◆ What you should do ◆
Copy out each line of the material below with no changes.

◆ Data entries ◆
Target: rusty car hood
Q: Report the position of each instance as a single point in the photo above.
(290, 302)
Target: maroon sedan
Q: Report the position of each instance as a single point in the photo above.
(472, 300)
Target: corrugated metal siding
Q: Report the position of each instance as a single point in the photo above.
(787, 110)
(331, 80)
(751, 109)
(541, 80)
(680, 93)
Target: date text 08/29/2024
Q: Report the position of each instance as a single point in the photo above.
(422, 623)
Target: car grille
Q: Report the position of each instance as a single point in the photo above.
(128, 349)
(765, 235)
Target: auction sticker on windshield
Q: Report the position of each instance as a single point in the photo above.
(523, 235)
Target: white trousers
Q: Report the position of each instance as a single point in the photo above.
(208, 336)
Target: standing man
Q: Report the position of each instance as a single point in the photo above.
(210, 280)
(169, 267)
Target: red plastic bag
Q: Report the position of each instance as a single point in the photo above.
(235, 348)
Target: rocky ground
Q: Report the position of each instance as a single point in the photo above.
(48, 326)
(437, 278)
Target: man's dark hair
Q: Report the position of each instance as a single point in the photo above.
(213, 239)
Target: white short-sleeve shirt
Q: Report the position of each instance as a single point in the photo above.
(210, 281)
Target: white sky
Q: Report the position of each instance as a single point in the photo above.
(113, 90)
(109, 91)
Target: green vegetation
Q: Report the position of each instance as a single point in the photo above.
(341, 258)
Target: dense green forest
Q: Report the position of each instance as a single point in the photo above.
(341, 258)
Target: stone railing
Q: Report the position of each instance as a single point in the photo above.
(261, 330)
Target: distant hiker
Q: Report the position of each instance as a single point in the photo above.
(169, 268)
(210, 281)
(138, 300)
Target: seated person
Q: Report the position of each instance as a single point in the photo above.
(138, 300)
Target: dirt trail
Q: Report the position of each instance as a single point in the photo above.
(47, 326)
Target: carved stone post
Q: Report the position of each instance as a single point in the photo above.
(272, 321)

◆ In response ◆
Target: rusty car hood
Q: Report the position of each instance as a single point in the photo above.
(290, 302)
Target: maroon sedan
Q: Report the position of each instance as a single point in the photo above.
(472, 300)
Target: corrugated metal siding
Q: Report the position of each instance as a single point in the photo above.
(787, 110)
(331, 80)
(751, 109)
(541, 80)
(680, 93)
Target: date text 08/29/2024
Q: Report the position of each instance as a single point in the photo above.
(422, 623)
Target: car grille
Q: Report the position of each instance as a single point in the photo above.
(128, 349)
(765, 235)
Target: auction sticker on windshield
Q: Report the position of each instance as a single point in the photo above.
(523, 235)
Target: white trousers
Q: Report the position of each instance as a single point in the photo above.
(208, 336)
Target: standing man
Q: Report the position of each instance as a single point in the photo above.
(210, 280)
(169, 267)
Target: red plastic bag
Q: Report the position of each instance as a single point in the photo above.
(235, 348)
Target: rocky ground
Q: Report the position of each instance as a single point in the photo above.
(48, 326)
(437, 278)
Target: man's dark hair
Q: Report the position of each instance as a single point in the photo above.
(213, 239)
Target: white short-sleeve shirt
Q: Report the position of each instance as a single point in the photo above.
(210, 281)
Target: white sky
Q: Report the position of each instance as a single point in the photo above.
(113, 90)
(109, 91)
Target: green vegetation
Q: Report the position of each instance as a single point in the photo above.
(341, 258)
Target: dense green forest
Q: Report the position of each instance as a single point in the photo above.
(341, 258)
Target: stone railing
Q: Report the position of each instance as a single point in the photo above.
(261, 330)
Target: distant hiker
Q: Report the position of each instance as a single point in the photo above.
(169, 268)
(210, 281)
(138, 300)
Target: seated person
Q: Report the position of each instance as a single point in the photo above.
(138, 300)
Target: dirt trail
Q: Report the position of each instance as a single point in the photo above.
(47, 326)
Target: carved stone post
Q: Report the position of each instance as a single point in the photo above.
(272, 321)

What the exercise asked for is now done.